[Point localization data]
────────────────────
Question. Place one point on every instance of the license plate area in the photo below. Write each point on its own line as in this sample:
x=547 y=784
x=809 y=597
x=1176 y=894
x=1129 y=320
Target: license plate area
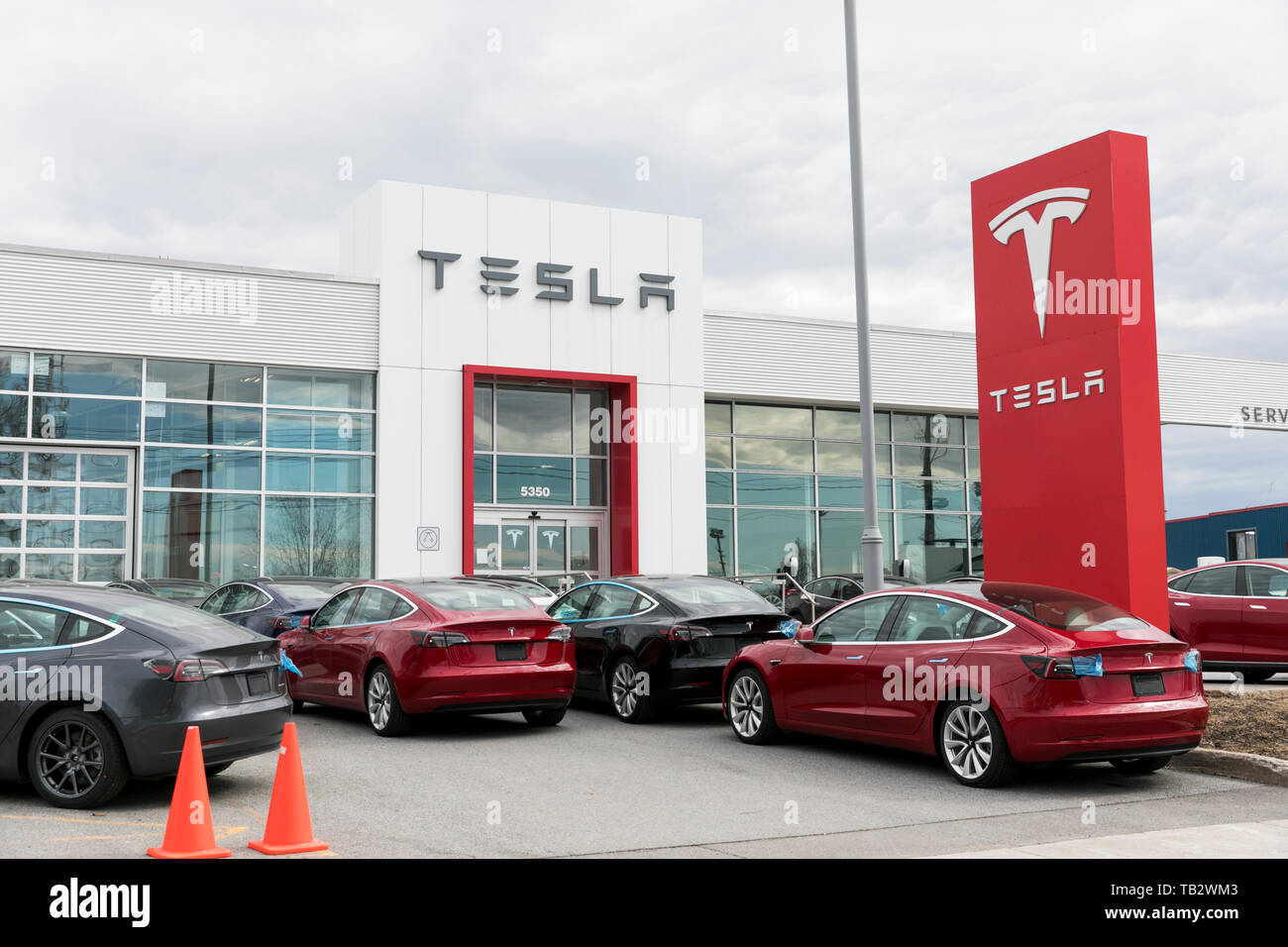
────────────────────
Required action ::
The records above need to be copied exactly, though not their pictures.

Solved exercise ::
Question. Place one point on every instance of the license plate area in the photo below. Write each point on its own line as in this sample:
x=547 y=784
x=809 y=597
x=1176 y=894
x=1129 y=320
Target: license plate area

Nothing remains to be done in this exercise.